**SUPPLIED PASSAGE**

★ ★ ★

FIELD OF INVENTION
The invention relates to intelligent boiler tube leak detection system for leak detection inthermal power plants. Tube leaks are one of the major causes for boiler outage. Early detection of leaks enables corrective measures to prevent expensive secondary damages. Presently, power plants deploy 12-30 acoustic sensors at strategic locations to detect leaks. These sensors are usually connected to a remote signal processing unit at the control room using signal wires carrying power and analog leak noise signals. The remote processing module processes these signals to detect the presence of leaks. The present invention relates to anintelligent boiler tube leak detection system which employs intelligent sensors connected over an intelligent fail-safe digital network.
BACKGROUND OF THE INVENTION & PRIOR ARTS
High pressure leaks in power plants can cause extensive damage in boiler components and unexpected downtimes. Historically, detection methods like manual inspection, detecting increase in makeup water use and temperature monitoring were used, which can only find leaks of significant size, when considerable damage would have already been caused. Later, acoustic steam leak detection systems which place multiple acoustic sensors at various strategic

locations were used for leak detection. These systems usually consist of a sensor module with the sensing element or transducer, a field amplifier module which amplifies the signal; a cable means to transmit the signal to a remote processing module; the remote processing module which processes the independent/ multiplexed signals; a display unit which provides user interface. The present invention describes an intelligent sensor which is capable of detecting leaks by itself and has automatic calibration, automatic purging, acoustic spectral analysis, and machine learning to augment the leak detection functions.

★ ★ ★

**INFORMATION PROVIDED**
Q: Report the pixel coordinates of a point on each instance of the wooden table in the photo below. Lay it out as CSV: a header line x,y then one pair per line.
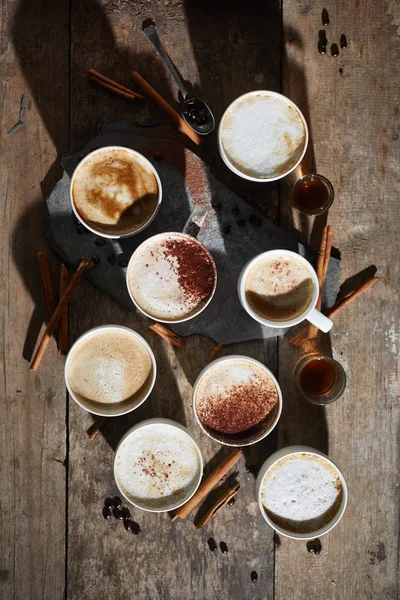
x,y
54,541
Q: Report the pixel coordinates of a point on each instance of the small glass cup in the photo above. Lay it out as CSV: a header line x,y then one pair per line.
x,y
312,194
320,379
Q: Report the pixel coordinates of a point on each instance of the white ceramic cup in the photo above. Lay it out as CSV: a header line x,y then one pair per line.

★ ★ ★

**AIM OF THE EXERCISE**
Please rewrite the paragraph of the boiler tube leak detection text that begins "The invention relates to intelligent boiler tube leak detection system" as a short list that keeps its main facts. The material after the text on boiler tube leak detection has no connection to it.

**SOLUTION TO THE PROBLEM**
- The invention is an intelligent boiler tube leak detection system for thermal power plants.
- Tube leaks are one of the major causes of boiler outage. Detecting them early allows corrective measures that prevent expensive secondary damage.
- Power plants currently place 12–30 acoustic sensors at strategic locations to detect leaks.
- Signal wires usually connect these sensors to a remote signal processing unit in the control room. The wires carry power and analog leak noise signals, and the unit processes them to detect leaks.
- The invention uses intelligent sensors connected over an intelligent fail-safe digital network.